*** Opening Task material ***
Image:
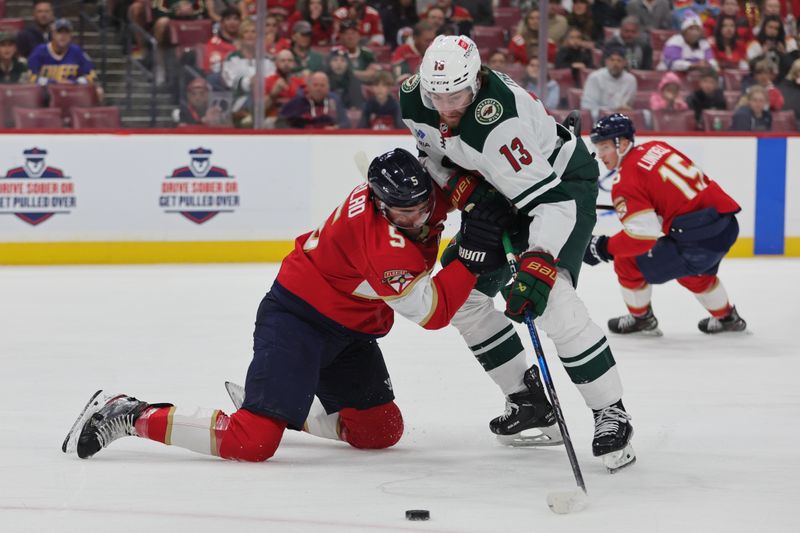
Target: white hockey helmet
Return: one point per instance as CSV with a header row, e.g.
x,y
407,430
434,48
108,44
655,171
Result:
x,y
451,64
*** Closing Task material ***
*** Opening Task material ***
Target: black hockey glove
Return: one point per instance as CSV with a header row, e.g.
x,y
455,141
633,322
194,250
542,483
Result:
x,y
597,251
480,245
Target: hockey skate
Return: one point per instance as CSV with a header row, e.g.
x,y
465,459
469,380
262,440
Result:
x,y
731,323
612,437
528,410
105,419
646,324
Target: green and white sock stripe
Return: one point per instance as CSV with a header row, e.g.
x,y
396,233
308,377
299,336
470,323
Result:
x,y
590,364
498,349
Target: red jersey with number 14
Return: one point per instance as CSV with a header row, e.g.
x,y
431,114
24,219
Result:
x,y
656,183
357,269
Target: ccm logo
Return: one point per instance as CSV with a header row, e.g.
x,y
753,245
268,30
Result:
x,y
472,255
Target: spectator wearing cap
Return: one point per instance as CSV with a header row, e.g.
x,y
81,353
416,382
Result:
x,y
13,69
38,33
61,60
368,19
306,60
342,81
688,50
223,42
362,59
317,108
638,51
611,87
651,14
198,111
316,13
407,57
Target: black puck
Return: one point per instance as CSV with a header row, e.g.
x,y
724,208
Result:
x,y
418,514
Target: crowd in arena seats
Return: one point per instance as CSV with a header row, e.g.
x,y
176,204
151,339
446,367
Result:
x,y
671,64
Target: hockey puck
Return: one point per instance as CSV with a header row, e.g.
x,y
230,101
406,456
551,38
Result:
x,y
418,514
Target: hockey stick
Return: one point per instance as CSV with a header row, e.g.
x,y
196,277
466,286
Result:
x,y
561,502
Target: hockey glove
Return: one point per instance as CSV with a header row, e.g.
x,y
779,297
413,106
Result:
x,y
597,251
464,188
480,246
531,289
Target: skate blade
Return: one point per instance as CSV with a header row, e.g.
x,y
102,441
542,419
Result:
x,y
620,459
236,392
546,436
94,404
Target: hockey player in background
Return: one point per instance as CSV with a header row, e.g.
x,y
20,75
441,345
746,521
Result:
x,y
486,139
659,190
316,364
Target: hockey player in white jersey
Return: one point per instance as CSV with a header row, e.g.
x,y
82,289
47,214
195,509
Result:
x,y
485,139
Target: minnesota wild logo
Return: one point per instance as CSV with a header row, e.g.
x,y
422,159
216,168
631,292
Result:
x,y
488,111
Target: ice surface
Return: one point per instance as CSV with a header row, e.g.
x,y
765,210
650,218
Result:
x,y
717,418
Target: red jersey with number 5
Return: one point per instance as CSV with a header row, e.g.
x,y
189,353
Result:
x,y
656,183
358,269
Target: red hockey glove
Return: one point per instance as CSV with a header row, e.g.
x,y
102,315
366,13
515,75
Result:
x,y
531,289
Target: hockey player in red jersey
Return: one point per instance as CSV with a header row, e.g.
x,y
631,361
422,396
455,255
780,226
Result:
*** Closing Task material ***
What is expected
Look for the word "logo" in the records above, count the lines that hold it, and give only that number.

Written solution
2